## start
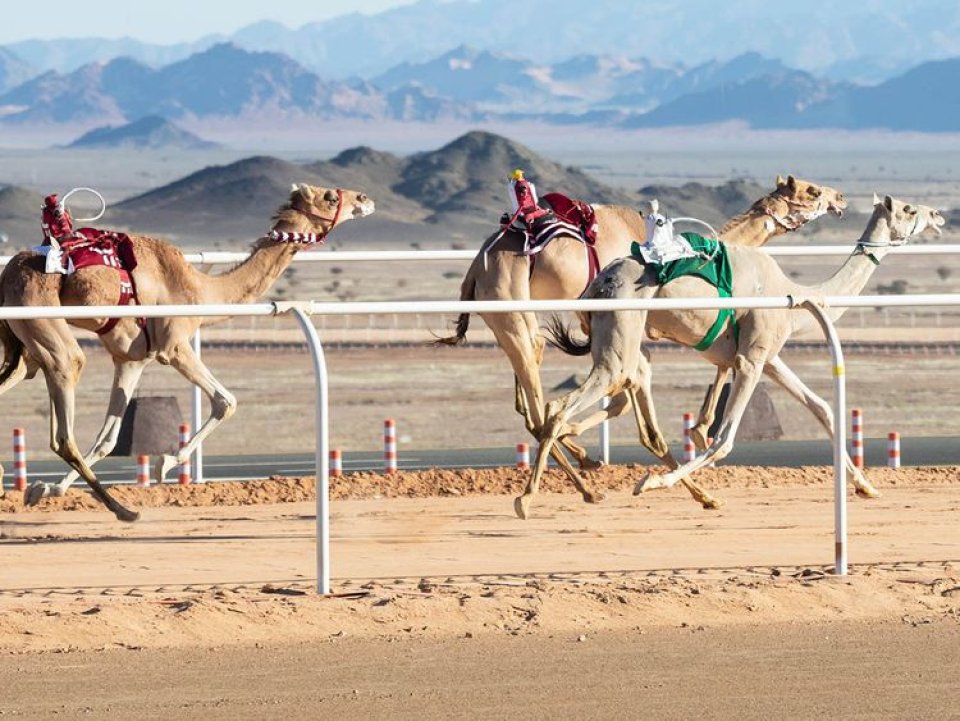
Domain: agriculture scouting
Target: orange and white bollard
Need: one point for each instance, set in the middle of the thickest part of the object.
(389, 446)
(185, 470)
(689, 449)
(893, 449)
(143, 471)
(19, 459)
(856, 437)
(523, 456)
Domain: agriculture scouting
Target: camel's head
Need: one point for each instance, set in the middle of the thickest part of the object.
(809, 200)
(906, 220)
(328, 207)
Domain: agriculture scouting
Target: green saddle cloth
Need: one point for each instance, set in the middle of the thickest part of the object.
(715, 269)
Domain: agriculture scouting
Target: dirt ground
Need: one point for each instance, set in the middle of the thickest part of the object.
(446, 605)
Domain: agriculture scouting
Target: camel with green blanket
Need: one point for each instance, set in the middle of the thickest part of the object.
(501, 271)
(749, 342)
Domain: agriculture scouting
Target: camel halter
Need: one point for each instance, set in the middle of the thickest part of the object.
(309, 238)
(796, 219)
(862, 244)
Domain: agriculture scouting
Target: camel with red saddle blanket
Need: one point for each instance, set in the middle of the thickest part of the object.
(503, 271)
(161, 276)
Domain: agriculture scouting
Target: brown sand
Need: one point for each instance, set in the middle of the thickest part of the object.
(435, 560)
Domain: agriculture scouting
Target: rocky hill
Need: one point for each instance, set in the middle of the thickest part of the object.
(152, 132)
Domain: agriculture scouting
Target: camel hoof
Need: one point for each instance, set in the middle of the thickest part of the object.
(647, 483)
(593, 496)
(34, 492)
(126, 515)
(162, 467)
(589, 464)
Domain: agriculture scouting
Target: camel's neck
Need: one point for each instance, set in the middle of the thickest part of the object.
(249, 280)
(756, 227)
(852, 277)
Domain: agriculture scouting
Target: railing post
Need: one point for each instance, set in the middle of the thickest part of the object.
(605, 433)
(196, 403)
(322, 454)
(839, 437)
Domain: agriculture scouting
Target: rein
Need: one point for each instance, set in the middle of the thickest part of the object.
(297, 238)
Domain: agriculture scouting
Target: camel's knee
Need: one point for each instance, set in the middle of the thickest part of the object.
(223, 405)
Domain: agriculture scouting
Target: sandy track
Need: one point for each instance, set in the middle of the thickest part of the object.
(449, 606)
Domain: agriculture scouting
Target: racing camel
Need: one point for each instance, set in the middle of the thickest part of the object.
(614, 340)
(500, 271)
(162, 277)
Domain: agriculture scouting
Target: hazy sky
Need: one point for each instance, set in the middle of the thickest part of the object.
(166, 21)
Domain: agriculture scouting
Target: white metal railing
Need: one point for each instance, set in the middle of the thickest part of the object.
(302, 311)
(217, 257)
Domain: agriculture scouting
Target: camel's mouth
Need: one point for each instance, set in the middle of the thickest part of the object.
(363, 210)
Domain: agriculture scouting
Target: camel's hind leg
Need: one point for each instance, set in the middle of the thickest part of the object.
(518, 334)
(650, 435)
(126, 377)
(59, 357)
(709, 409)
(782, 374)
(222, 403)
(558, 412)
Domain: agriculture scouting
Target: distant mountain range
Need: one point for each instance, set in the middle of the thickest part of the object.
(863, 42)
(471, 85)
(151, 132)
(452, 195)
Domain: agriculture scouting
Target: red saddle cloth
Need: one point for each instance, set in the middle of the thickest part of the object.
(94, 247)
(576, 213)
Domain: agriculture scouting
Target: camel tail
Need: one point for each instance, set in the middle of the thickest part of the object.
(14, 367)
(467, 292)
(558, 335)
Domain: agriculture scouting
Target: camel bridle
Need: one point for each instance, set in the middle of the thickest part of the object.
(799, 214)
(297, 238)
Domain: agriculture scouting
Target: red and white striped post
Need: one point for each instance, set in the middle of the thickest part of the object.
(689, 449)
(143, 471)
(19, 459)
(523, 456)
(856, 437)
(893, 449)
(389, 446)
(185, 471)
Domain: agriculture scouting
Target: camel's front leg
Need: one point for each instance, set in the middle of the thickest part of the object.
(782, 374)
(222, 404)
(748, 372)
(126, 378)
(708, 410)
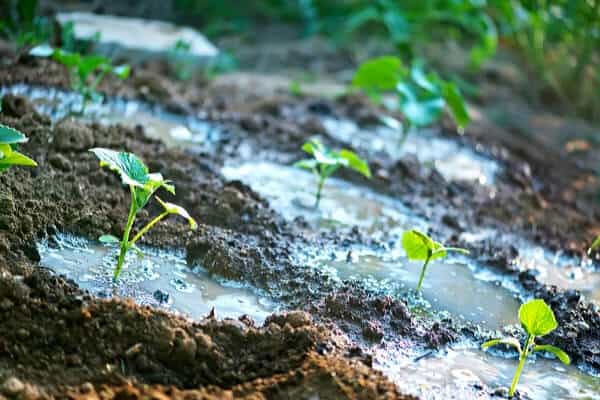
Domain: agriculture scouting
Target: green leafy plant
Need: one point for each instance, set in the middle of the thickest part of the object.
(20, 23)
(420, 247)
(87, 72)
(9, 139)
(537, 319)
(179, 56)
(421, 96)
(142, 186)
(325, 162)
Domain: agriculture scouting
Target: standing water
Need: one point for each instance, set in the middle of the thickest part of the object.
(460, 374)
(160, 278)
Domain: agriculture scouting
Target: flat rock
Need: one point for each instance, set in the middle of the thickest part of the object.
(137, 38)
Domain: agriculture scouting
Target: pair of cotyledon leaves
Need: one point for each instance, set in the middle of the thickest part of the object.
(134, 173)
(83, 65)
(10, 137)
(422, 97)
(537, 319)
(325, 161)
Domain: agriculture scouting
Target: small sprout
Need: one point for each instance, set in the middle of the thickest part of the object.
(419, 246)
(421, 96)
(594, 245)
(142, 186)
(325, 162)
(9, 139)
(87, 72)
(537, 319)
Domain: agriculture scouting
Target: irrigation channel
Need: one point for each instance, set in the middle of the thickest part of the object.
(463, 289)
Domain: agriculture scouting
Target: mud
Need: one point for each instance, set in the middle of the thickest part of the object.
(59, 340)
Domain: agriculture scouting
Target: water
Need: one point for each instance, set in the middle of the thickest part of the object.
(454, 285)
(160, 279)
(291, 192)
(455, 374)
(171, 128)
(453, 161)
(551, 268)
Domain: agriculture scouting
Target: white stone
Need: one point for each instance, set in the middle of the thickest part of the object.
(141, 37)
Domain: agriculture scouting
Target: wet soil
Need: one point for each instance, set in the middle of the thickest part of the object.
(58, 340)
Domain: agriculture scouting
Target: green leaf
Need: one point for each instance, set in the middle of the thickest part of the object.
(178, 210)
(16, 158)
(507, 341)
(456, 104)
(379, 74)
(421, 79)
(89, 64)
(68, 59)
(537, 318)
(10, 135)
(417, 245)
(594, 245)
(133, 172)
(561, 355)
(355, 162)
(42, 50)
(122, 71)
(109, 239)
(310, 165)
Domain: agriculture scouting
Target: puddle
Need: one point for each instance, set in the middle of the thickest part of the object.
(291, 192)
(451, 286)
(463, 290)
(453, 161)
(552, 268)
(171, 128)
(160, 279)
(455, 374)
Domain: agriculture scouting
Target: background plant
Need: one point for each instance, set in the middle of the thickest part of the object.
(537, 319)
(142, 186)
(87, 72)
(326, 162)
(420, 247)
(421, 96)
(20, 23)
(9, 139)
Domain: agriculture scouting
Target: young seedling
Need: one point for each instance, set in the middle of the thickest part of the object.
(421, 97)
(419, 246)
(594, 245)
(537, 319)
(142, 185)
(325, 162)
(9, 139)
(87, 72)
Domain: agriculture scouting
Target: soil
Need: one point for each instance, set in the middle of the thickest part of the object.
(56, 340)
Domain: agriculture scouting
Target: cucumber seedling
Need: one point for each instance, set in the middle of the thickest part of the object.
(87, 72)
(421, 96)
(325, 162)
(142, 185)
(420, 247)
(537, 319)
(9, 139)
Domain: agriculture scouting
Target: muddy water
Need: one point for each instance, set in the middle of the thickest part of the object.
(458, 287)
(453, 286)
(291, 192)
(171, 128)
(160, 279)
(460, 373)
(453, 161)
(551, 268)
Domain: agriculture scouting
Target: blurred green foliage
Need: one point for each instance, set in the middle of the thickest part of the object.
(558, 40)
## end
◆ WRITTEN TASK ◆
Report every line of the material above that contains the word "railing", copying each such line in full.

◆ RESULT OF THIS TASK ◆
Target: railing post
Target: white metal railing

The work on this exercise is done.